DIE AUFGABE -
Welche Zahlen sind im Auszug über den Gipfel in Rio de Janeiro außerhalb der Angabe zur Lesedauer in Ziffern geschrieben? Nenne alle in der Reihenfolge ihres Auftretens.

VORLIEGENDER AUSZUG -

····················

Wolfgang Kreissl-Dörfler | | Artikel drucken
Lesedauer: 10 Minuten

Aufstellung zum sogenannten „traditionellen Familienfoto“: Die Staats- und Regierungschefs aus 48 Ländern Lateinamerikas und Europas schenkten dem jeweils heimischen Publikum ein strahlendes Lächeln, der Bedeutung eines historischen Großereignisses angemessen. Denn so war der erste interregionale Gipfel zwischen Lateinamerika, der Karibik und der HU in den Medien angekündigt worden. Rund um den Globus verbreiteten die Korrespondenten die gute Nachricht, daß in Rio de Janeiro am 28. und 29. Juni 1999 eine Art „mystische Transformation“ in den transatlantischen Beziehungen eingeleitet wurde. Die 500 Jahre lang von Kolonialismus, Ausbeutung und Ungleichheit geprägten Beziehungen zwischen Europa und Lateinamerika sollen sich endlich in eine strategische Partnerschaft zwischen Gleichen verwandeln. Ein ähnlicher Erfolg hätte wohl auch dem mittelalterlichen Alchimisten Freude bereitet, der in seinem Kupferkessel Blei zu Gold machen versuchte. Präsident Cardosos Bewertung des hochkarätigen Treffens hätte folgerichtig auch kaum optimistischer ausfallen können: „Das Treffen erlaubt, die politischen und Handelsbeziehungen zwischen der EU und Lateinamerika in einer mehrpoligen Welt zu verstärken. Die Europäische Union und Lateinamerika sind an der Schaffung einer neuen Weltordnung und einer neuen Machtstruktur in der Welt (…) interessiert.“ Bis 2005 solle zur Ereude der Neoliberalen hüben wie drüben – eine Freihandelszone zwischen beiden Kontinenten geschaffen werden, die Wirtschaftswachstum auf beiden Seiten des Atlantiks ermöglichen und letztendlich auch den brasilianischen Favelas zugute kommen werde. Soweit die offizielle Darstellung. Doch im strategischen Machtpoker der neuen Partner – am Tisch unsichtbar immer mit dabei der abwesende Dritte USA – sind Einsatz und Gewinn die großen Unbekannten. Welche Interessen verfolgen die Europäer wirklich südlich des Rio Grande?

····················

VORLIEGENDE DATENSÄTZE -

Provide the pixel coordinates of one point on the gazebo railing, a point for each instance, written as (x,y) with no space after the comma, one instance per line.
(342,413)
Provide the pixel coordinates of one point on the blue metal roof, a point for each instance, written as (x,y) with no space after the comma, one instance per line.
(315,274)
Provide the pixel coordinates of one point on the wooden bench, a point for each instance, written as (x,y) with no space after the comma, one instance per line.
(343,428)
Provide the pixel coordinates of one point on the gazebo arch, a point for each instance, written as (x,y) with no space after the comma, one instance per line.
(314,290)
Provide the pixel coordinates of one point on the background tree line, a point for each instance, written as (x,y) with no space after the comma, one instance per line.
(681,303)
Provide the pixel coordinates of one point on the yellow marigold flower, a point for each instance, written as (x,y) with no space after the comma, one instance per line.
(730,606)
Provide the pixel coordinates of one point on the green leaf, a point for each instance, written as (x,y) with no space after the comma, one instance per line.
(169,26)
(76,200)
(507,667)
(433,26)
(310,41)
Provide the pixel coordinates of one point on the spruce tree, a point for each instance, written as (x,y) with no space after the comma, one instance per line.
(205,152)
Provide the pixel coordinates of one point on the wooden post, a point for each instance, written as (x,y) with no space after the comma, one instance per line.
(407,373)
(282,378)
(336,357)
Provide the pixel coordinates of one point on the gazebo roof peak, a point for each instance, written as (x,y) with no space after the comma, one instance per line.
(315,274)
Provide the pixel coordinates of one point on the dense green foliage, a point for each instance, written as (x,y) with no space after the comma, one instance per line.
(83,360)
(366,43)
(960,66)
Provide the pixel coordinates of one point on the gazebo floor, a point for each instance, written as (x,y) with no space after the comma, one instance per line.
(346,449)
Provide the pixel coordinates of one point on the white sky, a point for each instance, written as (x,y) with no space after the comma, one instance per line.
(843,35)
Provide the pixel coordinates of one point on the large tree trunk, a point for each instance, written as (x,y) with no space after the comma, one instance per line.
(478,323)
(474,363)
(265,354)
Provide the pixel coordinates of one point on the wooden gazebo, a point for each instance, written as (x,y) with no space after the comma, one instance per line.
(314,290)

····················

ERGEBNIS DER AUFGABE -
48, 28, 29, 1999, 500, 2005